TEXT PROVIDED ->
☆ ☆ ☆
Edit: Also of note, the recreational pilot certificate only allows for flights during daylight hours, I guess that means no 4th of July fireworks.
That applies to recreational.
you don't need the 50 nautical miles endorsement.
Yeah it seems excessive to our needs, but then the whole process seems excessive. Just by being a certificate holder you're exposed to greater penalties should a violation occur:
None of this is a surprise. The key points FAA has always spoken about with regard to sUAS Rule were VLOS only, daylight only, below 400 feet, and some sort of certificate/license. This is for commercial use. As far as the FAA is concerned Section 336 of the FMRA and their "Interpretation" takes care of hobby use.
As far as a permit/license I suspect that for sUAS it will perhaps require completing the PPL ground school at the ver least. I have doubts moving forward that a PPL will be required. FAA did that for Section 333 permitted flights (movie industry) mainly as a means of moving forward faster with those permits.
The potential loss of license for certificate holders has always been there. An ATP could lose his ticket for joy riding in a Piper Cub and busting some FAR that the FAA deemed as egregious.
The only surprise for me is the extent some here were surprised.
Personally, I do think we need to fight for more useful height limits. I don't see any reason you couldn't fly up to 1,000 ft, provided you are not flying within 5 miles of an airport.
There are some unique perspectives at 500+, and while I know it's just a guideline now, there shouldn't be a blanket ruling at this restrictive height. More responsibility needs to be put on the pilot to fly safely in current conditions and face those consequences if needed, rather than relying on government entities to make arbitrary rules.
I'm sure restrictions will lessen as the pendulum swings in the other direction, but that might take some time.
☆ ☆ ☆
Named object pointing entries ->

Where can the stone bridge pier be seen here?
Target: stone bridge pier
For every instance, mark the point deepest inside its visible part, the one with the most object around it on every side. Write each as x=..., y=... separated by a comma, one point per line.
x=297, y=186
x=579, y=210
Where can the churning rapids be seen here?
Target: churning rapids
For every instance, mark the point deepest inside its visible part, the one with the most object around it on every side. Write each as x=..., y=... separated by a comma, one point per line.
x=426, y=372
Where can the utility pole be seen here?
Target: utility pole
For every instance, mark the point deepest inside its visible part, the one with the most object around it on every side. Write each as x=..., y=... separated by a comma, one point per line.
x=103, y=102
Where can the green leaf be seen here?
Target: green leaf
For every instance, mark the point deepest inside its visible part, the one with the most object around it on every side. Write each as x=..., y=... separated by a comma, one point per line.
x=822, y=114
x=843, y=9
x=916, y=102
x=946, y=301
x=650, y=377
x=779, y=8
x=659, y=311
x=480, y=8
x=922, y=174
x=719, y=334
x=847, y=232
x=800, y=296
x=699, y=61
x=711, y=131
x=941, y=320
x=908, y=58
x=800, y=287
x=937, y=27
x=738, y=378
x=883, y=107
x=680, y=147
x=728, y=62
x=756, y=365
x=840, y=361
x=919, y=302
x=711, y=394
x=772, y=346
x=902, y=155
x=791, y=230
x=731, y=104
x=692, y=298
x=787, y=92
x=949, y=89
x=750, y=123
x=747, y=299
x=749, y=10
☆ ☆ ☆
STATED GOAL 1 ->
Answer these questions from the drone-rules discussion:
(a) What time-of-day limit does the recreational pilot certificate place on flights?
(b) Which section of the FMRA does the FAA consider to cover hobby use?
(c) Up to what height does one commenter see no reason not to fly, and on what condition?
STATED GOAL 2 -> Can you write the next part of the drone-rules discussion, picking up after its last sentence?
The rows have no connection to the drone-rules discussion.

TASK OUTPUT 1 ->
(a) Flights are allowed only during daylight hours.
(b) Section 336.
(c) Up to 1,000 ft, provided you are not flying within 5 miles of an airport.

TASK OUTPUT 2 ->
All that's going to happen is that there's going to be tens of thousands of people now flying "illegally." The vast majority of people with small (less than 5 lbs) will just ignore the whole thing and do whatever they want. Some percentage will be caught and cited.
You just have to wonder if they'll be dumb enough to post it on youtube, and I expect some will. The irony of that will be delicious.
What are they doing now?
The proposals, rules, and chatter will change from month to month. While we need to remain engaged and proactive in the debate I wouldn't get too excited or too down as these things are very fluid right now.
The the things we learned about today's news are actually more important than details of the news...
http://hivemapper.com/post/103483549491 ... -faa-drone
KEEP CALM AND DRINK THE KOOL-AID.
I think the FAA has been pretty clear about how they feel. They consider commercial activities outside the scope of model aircraft. The consider reckless operation or violation of the AMA rules as outside the scope of model aircraft. If you operate outside the scope of model aircraft (against AMA rules or for commercial purposes), you are potentially risking a hefty fine and liability.
On the other hand, the FAA is under-staffed as it is, and regulating the tens of thousands (or more) of "drones" in this county would be an impossible task. If you do something to come to their attention, all bets are off; otherwise, you should be ok...
Amateur use should go on as it is, within the guidelines. They are, in no way, going to require amateur operators to get their pilots license. By forcing commercial operators to have a pilot's certificate, they protect the existing aerial photography industry and give pilots a pathway to operate the drones and keep their livelihood.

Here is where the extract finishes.